● To do
Repeat exactly the lines from the line containing "Would you kindly mark the man in olive" through the last line of the records below, inclusive, and nothing else.

-=-=-

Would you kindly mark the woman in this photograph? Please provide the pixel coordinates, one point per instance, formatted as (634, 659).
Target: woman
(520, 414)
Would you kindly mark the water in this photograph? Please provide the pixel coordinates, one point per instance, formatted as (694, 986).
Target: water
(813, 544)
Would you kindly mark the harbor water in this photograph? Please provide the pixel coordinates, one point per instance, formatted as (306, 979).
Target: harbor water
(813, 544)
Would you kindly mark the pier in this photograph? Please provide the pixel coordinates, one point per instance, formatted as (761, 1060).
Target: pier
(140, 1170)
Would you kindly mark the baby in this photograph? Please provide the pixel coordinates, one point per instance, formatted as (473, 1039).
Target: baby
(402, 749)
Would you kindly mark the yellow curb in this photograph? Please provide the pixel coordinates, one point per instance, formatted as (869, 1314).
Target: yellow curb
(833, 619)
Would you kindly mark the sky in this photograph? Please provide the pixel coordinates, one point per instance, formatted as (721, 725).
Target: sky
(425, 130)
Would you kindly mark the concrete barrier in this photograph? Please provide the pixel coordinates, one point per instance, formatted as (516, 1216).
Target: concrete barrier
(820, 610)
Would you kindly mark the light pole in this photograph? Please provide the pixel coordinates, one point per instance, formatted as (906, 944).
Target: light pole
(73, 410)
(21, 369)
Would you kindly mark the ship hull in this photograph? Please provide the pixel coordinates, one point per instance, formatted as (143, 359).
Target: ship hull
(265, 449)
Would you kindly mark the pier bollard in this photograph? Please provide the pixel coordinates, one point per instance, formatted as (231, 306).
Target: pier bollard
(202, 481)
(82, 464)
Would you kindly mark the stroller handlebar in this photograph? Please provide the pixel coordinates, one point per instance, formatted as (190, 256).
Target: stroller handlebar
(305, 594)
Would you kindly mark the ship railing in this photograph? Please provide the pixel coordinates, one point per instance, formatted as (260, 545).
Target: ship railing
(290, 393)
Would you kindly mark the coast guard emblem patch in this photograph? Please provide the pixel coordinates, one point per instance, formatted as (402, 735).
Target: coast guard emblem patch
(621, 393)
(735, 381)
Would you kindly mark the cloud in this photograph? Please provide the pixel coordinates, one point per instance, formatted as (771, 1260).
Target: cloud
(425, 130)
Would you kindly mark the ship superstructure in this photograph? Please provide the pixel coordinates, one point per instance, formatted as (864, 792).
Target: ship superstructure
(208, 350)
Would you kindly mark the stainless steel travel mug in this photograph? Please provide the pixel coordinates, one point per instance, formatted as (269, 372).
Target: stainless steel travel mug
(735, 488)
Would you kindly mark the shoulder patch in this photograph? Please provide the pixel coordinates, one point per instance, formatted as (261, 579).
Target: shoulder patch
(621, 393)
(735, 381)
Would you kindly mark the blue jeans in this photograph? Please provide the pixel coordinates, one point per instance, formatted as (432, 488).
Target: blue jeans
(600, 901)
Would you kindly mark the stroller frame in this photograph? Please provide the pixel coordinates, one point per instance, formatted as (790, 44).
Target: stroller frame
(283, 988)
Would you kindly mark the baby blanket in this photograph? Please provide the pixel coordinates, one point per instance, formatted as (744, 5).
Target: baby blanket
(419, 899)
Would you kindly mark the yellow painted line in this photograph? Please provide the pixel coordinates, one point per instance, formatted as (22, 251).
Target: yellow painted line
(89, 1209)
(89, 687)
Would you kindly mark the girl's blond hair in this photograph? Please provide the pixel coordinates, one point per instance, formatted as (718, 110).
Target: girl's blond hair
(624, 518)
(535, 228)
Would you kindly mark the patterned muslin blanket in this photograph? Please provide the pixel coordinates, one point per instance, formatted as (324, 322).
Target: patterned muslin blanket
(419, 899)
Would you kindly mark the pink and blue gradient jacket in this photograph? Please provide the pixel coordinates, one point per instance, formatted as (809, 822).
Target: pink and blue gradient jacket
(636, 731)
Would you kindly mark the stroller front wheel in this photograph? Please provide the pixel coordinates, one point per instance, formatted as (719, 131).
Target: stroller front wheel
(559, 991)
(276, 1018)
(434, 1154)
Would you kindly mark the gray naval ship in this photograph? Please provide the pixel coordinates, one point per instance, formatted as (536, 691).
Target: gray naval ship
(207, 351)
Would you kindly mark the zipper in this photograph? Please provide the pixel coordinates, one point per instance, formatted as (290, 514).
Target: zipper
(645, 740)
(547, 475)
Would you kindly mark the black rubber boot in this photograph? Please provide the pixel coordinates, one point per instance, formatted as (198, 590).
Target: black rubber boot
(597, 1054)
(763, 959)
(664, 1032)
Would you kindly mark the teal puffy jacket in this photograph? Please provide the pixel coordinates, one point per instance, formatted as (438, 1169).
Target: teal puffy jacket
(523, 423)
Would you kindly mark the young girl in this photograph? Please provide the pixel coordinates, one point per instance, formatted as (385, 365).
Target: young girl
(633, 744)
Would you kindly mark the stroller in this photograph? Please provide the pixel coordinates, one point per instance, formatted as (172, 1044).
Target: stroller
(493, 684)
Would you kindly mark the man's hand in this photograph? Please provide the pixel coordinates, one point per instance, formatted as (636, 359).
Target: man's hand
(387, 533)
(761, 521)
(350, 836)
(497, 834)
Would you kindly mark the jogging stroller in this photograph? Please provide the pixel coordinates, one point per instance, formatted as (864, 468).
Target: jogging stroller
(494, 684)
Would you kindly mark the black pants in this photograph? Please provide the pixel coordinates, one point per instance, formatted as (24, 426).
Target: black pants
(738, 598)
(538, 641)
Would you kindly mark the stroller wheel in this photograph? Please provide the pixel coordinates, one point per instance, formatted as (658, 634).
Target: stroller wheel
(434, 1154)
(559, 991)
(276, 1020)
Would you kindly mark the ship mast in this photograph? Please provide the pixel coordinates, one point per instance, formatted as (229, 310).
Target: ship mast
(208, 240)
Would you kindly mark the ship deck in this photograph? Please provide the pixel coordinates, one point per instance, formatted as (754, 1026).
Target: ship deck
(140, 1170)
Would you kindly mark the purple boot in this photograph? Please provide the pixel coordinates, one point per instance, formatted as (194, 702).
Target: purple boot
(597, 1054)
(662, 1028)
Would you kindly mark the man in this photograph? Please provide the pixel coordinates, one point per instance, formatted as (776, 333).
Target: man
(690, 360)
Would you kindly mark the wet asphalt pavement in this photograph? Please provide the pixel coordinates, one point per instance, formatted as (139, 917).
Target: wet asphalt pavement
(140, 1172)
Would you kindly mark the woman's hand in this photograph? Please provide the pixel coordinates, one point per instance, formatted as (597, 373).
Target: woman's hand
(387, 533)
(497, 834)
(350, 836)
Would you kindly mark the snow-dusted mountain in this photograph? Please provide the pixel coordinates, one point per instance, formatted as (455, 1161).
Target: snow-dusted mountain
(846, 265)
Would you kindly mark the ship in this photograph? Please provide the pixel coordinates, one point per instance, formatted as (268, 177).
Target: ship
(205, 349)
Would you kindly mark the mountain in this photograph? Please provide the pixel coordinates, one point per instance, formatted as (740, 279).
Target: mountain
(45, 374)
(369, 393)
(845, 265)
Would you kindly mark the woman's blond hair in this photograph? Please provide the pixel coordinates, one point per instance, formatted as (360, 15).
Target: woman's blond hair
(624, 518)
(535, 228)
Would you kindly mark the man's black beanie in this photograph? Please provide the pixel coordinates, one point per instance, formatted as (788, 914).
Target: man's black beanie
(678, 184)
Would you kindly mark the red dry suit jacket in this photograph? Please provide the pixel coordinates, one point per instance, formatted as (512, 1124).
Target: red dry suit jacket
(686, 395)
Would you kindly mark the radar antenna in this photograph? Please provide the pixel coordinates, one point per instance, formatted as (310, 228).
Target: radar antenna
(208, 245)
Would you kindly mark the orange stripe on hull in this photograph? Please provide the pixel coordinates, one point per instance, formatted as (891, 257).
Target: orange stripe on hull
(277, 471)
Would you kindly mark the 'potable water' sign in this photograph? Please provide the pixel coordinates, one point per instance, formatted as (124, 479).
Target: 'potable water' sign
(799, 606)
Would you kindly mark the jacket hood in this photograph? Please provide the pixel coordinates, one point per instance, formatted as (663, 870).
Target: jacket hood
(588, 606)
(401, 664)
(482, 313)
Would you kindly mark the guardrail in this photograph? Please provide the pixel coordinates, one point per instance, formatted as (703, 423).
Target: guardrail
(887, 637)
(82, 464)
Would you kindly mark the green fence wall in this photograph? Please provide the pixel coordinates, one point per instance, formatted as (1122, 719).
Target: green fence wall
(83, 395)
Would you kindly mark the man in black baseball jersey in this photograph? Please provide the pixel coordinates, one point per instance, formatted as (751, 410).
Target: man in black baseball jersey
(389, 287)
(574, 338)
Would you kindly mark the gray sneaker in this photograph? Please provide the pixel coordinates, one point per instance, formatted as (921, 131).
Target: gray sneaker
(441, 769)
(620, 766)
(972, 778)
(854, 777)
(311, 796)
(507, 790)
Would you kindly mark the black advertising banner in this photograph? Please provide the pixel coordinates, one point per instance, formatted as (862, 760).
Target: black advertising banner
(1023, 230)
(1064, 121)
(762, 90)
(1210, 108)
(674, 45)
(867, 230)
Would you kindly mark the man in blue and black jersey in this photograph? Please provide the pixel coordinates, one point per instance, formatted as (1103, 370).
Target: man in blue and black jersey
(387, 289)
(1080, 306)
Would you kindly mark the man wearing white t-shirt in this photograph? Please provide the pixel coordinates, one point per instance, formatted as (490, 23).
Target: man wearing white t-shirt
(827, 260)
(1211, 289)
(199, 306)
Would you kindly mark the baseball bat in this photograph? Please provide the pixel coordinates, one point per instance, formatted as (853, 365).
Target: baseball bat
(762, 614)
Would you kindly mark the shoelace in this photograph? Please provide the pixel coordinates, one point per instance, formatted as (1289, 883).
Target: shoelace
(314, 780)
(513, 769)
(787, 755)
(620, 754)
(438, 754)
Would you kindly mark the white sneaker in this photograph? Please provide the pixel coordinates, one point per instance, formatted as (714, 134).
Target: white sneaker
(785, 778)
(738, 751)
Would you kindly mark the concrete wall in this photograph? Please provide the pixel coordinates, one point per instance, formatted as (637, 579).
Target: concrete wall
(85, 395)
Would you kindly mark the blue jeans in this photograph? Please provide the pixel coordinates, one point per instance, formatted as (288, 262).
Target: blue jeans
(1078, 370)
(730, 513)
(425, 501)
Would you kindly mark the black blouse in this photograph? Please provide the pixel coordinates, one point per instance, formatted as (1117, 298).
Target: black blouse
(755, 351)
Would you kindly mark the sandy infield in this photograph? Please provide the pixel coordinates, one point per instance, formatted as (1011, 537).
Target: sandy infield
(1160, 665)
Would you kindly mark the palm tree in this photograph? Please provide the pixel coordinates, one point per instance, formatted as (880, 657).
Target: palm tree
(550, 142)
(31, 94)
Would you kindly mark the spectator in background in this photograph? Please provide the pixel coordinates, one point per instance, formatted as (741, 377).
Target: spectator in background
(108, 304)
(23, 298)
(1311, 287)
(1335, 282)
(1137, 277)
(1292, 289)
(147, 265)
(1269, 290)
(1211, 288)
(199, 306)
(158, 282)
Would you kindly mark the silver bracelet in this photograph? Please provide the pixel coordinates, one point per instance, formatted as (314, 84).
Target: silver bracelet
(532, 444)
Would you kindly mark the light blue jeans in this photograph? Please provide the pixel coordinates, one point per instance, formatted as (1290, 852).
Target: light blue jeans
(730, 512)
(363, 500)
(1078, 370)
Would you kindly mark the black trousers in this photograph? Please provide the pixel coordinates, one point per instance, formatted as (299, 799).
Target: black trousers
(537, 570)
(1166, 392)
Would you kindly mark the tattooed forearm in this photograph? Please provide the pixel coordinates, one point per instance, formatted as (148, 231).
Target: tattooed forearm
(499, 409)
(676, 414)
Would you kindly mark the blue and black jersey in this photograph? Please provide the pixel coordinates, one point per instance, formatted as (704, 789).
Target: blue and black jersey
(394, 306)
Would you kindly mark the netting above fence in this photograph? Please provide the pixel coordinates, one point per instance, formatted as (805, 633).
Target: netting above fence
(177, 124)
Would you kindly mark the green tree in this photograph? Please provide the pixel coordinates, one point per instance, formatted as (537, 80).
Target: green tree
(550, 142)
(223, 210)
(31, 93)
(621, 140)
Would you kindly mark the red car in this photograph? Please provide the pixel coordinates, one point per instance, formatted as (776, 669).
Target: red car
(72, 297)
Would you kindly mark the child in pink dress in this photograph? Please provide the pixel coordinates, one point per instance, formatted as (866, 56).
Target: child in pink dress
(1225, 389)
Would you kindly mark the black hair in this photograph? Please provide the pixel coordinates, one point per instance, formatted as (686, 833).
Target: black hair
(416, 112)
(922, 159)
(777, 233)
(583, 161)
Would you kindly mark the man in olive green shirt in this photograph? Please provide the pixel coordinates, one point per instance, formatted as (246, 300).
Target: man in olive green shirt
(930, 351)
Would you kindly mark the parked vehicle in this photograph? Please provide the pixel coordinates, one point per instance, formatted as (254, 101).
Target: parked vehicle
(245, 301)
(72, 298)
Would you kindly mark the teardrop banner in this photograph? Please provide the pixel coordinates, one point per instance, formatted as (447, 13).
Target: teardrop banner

-=-=-

● Finished answer
Would you kindly mark the man in olive green shirt in this photograph? Please provide the pixel coordinates, one point per instance, formatted as (246, 300).
Target: man in olive green shirt
(930, 351)
Would you kindly mark the parked vehicle in this photograph? Please provide the pixel coordinates, one point per instance, formatted as (254, 101).
Target: parked vehicle
(245, 301)
(72, 298)
Would you kindly mark the teardrop banner in this photograph? Please provide the pixel coordinates, one point per instance, formatted as (447, 13).
Target: teardrop banner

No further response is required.